[Records for processing]

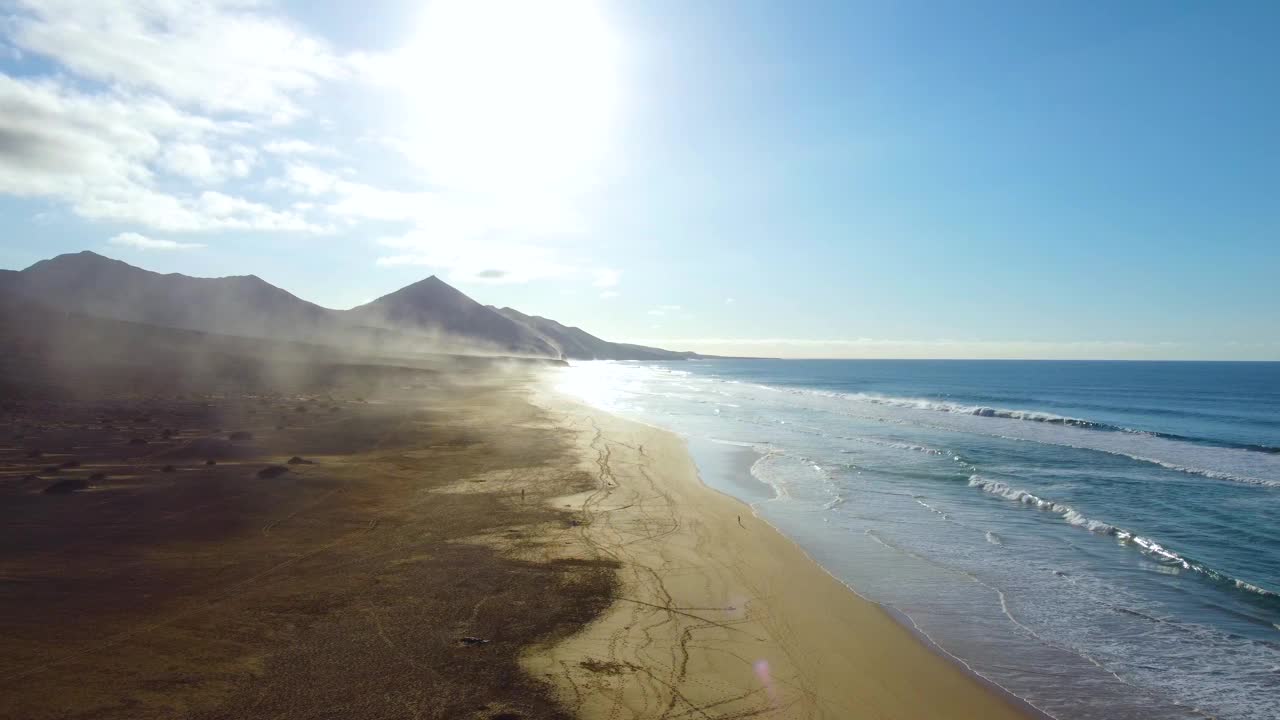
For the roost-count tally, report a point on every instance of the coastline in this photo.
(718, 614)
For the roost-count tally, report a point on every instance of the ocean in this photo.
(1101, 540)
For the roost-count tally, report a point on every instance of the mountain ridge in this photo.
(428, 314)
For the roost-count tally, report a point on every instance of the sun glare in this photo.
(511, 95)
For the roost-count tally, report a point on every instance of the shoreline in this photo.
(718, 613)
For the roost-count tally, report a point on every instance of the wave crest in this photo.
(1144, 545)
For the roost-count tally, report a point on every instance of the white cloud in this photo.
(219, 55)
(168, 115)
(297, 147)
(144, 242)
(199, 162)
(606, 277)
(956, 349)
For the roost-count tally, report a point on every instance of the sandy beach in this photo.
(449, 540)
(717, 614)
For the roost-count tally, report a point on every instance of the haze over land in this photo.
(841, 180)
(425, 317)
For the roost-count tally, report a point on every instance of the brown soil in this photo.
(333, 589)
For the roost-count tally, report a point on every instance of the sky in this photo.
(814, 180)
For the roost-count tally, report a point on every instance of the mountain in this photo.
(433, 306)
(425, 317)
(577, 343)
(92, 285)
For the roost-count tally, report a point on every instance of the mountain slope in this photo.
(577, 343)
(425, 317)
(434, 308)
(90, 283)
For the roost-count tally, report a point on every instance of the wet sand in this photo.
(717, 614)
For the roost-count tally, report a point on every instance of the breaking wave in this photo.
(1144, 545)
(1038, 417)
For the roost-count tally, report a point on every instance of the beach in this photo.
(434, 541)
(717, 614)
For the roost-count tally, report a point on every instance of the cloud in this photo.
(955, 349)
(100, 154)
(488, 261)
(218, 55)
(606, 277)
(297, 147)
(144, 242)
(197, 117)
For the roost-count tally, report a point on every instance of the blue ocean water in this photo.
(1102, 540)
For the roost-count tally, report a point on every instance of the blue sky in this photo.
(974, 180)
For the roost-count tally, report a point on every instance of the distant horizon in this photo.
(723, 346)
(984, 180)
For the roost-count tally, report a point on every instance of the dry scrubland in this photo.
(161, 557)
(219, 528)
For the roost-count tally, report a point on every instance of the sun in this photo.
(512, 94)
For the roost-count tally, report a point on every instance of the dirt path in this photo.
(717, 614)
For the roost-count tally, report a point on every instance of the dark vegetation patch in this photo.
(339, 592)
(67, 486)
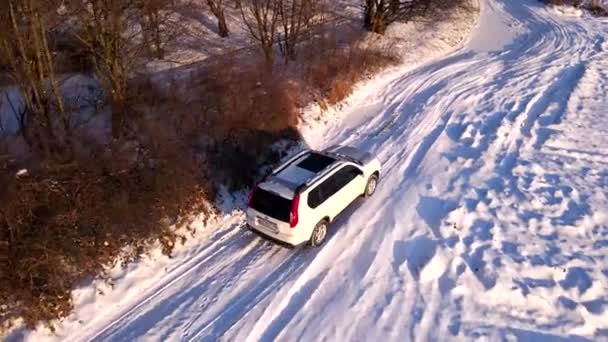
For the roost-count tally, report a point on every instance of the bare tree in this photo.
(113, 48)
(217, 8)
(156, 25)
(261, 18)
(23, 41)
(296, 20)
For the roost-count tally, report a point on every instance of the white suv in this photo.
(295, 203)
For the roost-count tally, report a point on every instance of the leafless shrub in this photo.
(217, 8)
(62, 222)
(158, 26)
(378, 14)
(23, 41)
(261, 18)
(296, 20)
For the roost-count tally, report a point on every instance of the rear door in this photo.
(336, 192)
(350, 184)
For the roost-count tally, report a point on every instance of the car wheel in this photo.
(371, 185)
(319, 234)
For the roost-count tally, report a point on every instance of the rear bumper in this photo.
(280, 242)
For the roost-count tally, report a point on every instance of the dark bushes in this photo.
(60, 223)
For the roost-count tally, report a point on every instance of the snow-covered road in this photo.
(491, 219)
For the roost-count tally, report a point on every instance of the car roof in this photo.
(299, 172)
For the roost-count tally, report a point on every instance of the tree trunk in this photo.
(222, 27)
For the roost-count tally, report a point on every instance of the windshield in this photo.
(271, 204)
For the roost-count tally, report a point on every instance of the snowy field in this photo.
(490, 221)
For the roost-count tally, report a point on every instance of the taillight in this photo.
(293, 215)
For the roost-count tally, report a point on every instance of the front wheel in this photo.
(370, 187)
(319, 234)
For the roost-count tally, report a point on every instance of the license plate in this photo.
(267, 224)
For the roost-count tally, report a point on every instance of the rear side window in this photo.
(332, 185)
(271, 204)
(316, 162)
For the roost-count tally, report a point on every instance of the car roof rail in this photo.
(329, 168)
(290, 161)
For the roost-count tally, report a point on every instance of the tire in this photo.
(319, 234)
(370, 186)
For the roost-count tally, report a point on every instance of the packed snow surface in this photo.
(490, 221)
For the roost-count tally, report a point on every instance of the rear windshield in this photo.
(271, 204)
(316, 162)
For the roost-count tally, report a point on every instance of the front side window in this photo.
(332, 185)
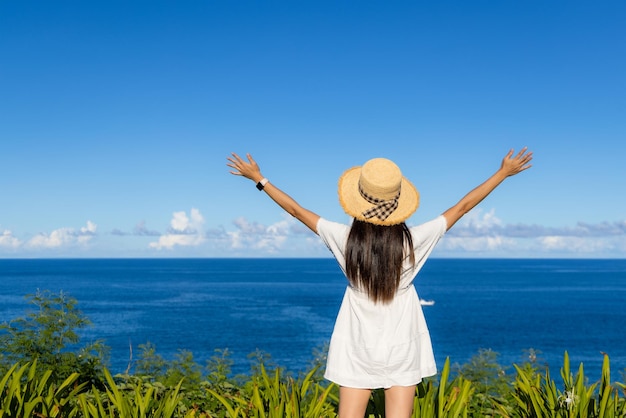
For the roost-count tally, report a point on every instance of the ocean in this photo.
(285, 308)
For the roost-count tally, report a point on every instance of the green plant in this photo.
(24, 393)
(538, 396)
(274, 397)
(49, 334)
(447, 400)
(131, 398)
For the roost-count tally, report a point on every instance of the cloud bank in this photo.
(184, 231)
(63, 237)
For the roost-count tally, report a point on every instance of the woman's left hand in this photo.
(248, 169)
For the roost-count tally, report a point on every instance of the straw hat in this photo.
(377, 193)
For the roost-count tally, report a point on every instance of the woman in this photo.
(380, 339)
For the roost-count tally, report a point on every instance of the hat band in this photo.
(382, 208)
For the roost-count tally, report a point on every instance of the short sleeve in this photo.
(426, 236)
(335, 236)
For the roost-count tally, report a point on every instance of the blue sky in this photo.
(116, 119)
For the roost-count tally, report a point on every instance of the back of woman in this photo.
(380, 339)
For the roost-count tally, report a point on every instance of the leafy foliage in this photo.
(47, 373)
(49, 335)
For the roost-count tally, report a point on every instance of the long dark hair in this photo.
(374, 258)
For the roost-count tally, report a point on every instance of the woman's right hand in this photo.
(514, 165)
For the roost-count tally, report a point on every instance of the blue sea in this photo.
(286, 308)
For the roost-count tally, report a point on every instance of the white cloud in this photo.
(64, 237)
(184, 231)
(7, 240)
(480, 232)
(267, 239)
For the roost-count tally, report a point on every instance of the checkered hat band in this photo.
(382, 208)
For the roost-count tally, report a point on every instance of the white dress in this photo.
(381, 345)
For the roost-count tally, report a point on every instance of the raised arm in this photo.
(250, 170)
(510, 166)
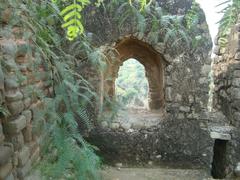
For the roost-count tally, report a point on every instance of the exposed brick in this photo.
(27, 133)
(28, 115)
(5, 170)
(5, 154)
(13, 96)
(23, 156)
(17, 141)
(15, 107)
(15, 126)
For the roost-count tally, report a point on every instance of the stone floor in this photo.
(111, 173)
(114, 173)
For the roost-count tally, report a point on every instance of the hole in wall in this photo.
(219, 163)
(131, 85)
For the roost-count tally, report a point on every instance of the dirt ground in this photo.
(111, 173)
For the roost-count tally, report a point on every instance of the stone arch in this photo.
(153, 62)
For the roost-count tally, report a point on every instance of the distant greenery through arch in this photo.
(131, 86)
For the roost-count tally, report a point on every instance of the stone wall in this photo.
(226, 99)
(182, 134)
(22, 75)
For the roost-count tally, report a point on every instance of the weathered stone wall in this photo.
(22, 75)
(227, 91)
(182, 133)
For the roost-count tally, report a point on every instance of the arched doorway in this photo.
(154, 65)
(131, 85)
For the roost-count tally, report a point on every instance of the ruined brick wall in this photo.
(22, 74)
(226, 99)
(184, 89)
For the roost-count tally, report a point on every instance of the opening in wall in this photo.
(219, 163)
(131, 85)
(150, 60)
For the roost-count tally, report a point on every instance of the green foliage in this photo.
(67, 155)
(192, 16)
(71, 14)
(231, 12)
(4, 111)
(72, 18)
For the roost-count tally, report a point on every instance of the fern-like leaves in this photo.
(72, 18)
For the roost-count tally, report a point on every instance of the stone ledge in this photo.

[/Records for processing]

What is needed » Make an exact copy of the listing. Leave its pictures out.

Answer to this problem »
For the roost-count tally, report a point on every instance of the coastline in this photo.
(718, 614)
For the roost-count tally, report a point on every instance of the ocean in this photo.
(1101, 540)
For the roost-count tally, report a point on every instance of the mountain ridge in this photo.
(428, 314)
For the roost-count tally, report a point on every instance of the sun glare in this photo.
(511, 95)
For the roost-count tally, report a point on every instance of the shoreline in this photo.
(718, 613)
For the roost-count tally, report a point on every instance of the wave crest in this photo.
(1144, 545)
For the roost-count tally, report a point on every instance of the white cloud in this photo.
(219, 55)
(168, 115)
(297, 147)
(144, 242)
(199, 162)
(606, 277)
(956, 349)
For the roost-count tally, report a point on every instance of the sandy beach in this photo.
(449, 540)
(717, 614)
For the roost-count tally, report a point on every instance of the haze over land in this photo.
(841, 180)
(425, 317)
For the roost-count tally, report a point on every instance of the brown soil in this photo.
(333, 589)
For the roost-count tally, report a point on every instance of the sky in this photo.
(814, 180)
For the roost-count tally, report a point on every instance of the mountain in this photo.
(433, 306)
(425, 317)
(577, 343)
(92, 285)
For the roost-count tally, report a point on every instance of the mountain slope in this photo.
(577, 343)
(425, 317)
(434, 308)
(90, 283)
For the roost-count tally, report a point on every instance of the wet sand in this photo.
(717, 614)
For the roost-count tally, report a point on every instance of the breaking wave in this photo.
(1144, 545)
(1038, 417)
For the roost-count tally, report a point on every instance of the beach in this photo.
(434, 541)
(717, 614)
For the roost-count tally, report a point on every instance of the cloud in this photo.
(955, 349)
(100, 154)
(488, 261)
(218, 55)
(606, 277)
(297, 147)
(144, 242)
(197, 117)
For the roost-count tally, report a point on every instance of the blue ocean water in this photo.
(1102, 540)
For the roost-count tally, report a point on every instance of the blue sky in this photo.
(974, 180)
For the roost-count tally, report a point on every instance of the distant horizon in this photo.
(723, 346)
(984, 180)
For the roost-count tally, report a point on every instance of the dry scrubland in this photo.
(161, 557)
(219, 528)
For the roost-count tally, report a point on every instance of the sun in this photo.
(512, 94)
For the roost-count tally, report a point on every instance of the dirt path in this photo.
(717, 614)
For the roost-count tally, report a point on every instance of the dark vegetation patch in this photo.
(339, 592)
(67, 486)
For the roost-count tally, report a point on every instance of the bare tree in this photo.
(113, 48)
(217, 8)
(156, 25)
(261, 18)
(23, 41)
(296, 20)
For the roost-count tally, report a point on every instance of the white suv in this photo.
(295, 203)
For the roost-count tally, report a point on every instance of the leafless shrub in this photo.
(217, 8)
(62, 222)
(158, 26)
(378, 14)
(23, 41)
(261, 18)
(296, 20)
For the roost-count tally, report a point on every instance of the rear door in this photo.
(336, 192)
(350, 184)
For the roost-count tally, report a point on every instance of the car wheel in this photo.
(371, 185)
(319, 234)
For the roost-count tally, report a point on every instance of the rear bumper in this photo.
(280, 242)
For the roost-count tally, report a point on every instance of the dark bushes in this photo.
(60, 223)
For the roost-count tally, report a point on every instance of the snow-covered road in this photo.
(491, 219)
For the roost-count tally, report a point on every instance of the car roof in this photo.
(299, 172)
For the roost-count tally, report a point on every instance of the tree trunk in this photo.
(222, 27)
For the roost-count tally, report a point on every instance of the windshield in this photo.
(271, 204)
For the roost-count tally, report a point on every instance of the snowy field in this photo.
(490, 221)
For the roost-count tally, report a point on every instance of the taillight in this photo.
(293, 215)
For the roost-count tally, report a point on every instance of the front wheel in this photo.
(370, 187)
(319, 234)
For the roost-count tally, report a point on every instance of the license plate in this photo.
(267, 224)
For the roost-count tally, report a point on every instance of the rear side window in this photo.
(332, 185)
(271, 204)
(316, 162)
For the roost-count tally, report a point on every instance of the car roof rail in this photo.
(329, 168)
(290, 161)
For the roost-count tally, report a point on every instance of the tire in this photo.
(319, 234)
(370, 186)
For the roost-count tally, report a point on every instance of the packed snow surface in this photo.
(490, 221)
For the roost-count tally, report a point on every instance of the rear windshield in this photo.
(271, 204)
(316, 162)
For the roost-count tally, report a point on every instance of the front side window in this photo.
(332, 185)
For the roost-count tally, report a point on every instance of the ocean in this photo.
(285, 308)
For the roost-count tally, report a point on every instance of the green plant in this photo.
(24, 393)
(538, 396)
(274, 397)
(49, 334)
(447, 400)
(131, 398)
For the roost-count tally, report a point on every instance of the cloud bank in this photo.
(184, 231)
(63, 237)
For the roost-count tally, report a point on every instance of the woman's left hand in this photo.
(248, 169)
For the roost-count tally, report a point on every instance of the straw hat in this photo.
(377, 193)
For the roost-count tally, report a point on every instance of the woman in this photo.
(380, 339)
For the roost-count tally, report a point on every instance of the hat band in this photo.
(382, 208)
For the roost-count tally, report a point on every instance of the short sleeve in this photo.
(426, 236)
(335, 236)
For the roost-count tally, report a point on every instance of the blue sky in this photo.
(116, 119)
For the roost-count tally, report a point on every instance of the back of woman in this photo.
(380, 339)
For the roost-count tally, report a point on every instance of the leafy foliage in this photo.
(47, 373)
(49, 335)
For the roost-count tally, report a point on every instance of the long dark hair in this photo.
(374, 258)
For the roost-count tally, report a point on every instance of the woman's right hand in this photo.
(514, 165)
For the roost-count tally, report a point on every instance of the blue sea in this photo.
(286, 308)
For the roost-count tally, report a point on every instance of the white cloud in this photo.
(64, 237)
(184, 231)
(7, 240)
(480, 232)
(267, 239)
For the roost-count tally, report a point on every instance of the checkered hat band in this photo.
(382, 208)
For the roost-count tally, report a point on every instance of the white dress in this photo.
(381, 345)
For the roost-count tally, report a point on every instance of the raised arm in this photo.
(250, 170)
(510, 166)
For the roost-count tally, report a point on every instance of the exposed brick in this photo.
(27, 133)
(28, 115)
(5, 170)
(5, 154)
(13, 96)
(23, 156)
(17, 141)
(15, 107)
(15, 126)
For the roost-count tally, report a point on every instance of the stone floor in this photo.
(111, 173)
(114, 173)
For the roost-count tally, report a point on every instance of the hole in wall in this photo.
(219, 163)
(131, 85)
For the roost-count tally, report a point on every instance of the dirt ground in this photo.
(111, 173)
For the roost-count tally, report a point on every instance of the stone arch in this photo.
(153, 62)
For the roost-count tally, report a point on every instance of the distant greenery through arch in this photo.
(131, 86)
For the roost-count tally, report a point on every instance of the stone wall in this photo.
(226, 99)
(182, 134)
(22, 75)
For the roost-count tally, report a point on every instance of the weathered stone wall in this photo.
(22, 75)
(227, 91)
(182, 133)
For the roost-count tally, report a point on every instance of the arched doorway in this photo.
(154, 65)
(131, 85)
For the roost-count tally, report a point on every instance of the ruined brick wall in this photo.
(22, 74)
(226, 99)
(184, 89)
For the roost-count tally, report a point on every instance of the opening in wall in this photo.
(219, 163)
(131, 85)
(150, 60)
For the roost-count tally, report a point on every instance of the green foliage in this photo.
(67, 155)
(192, 16)
(71, 14)
(231, 12)
(4, 111)
(72, 18)
For the roost-count tally, report a point on every instance of the fern-like leaves in this photo.
(72, 18)
For the roost-count tally, report a point on every instance of the stone ledge in this photo.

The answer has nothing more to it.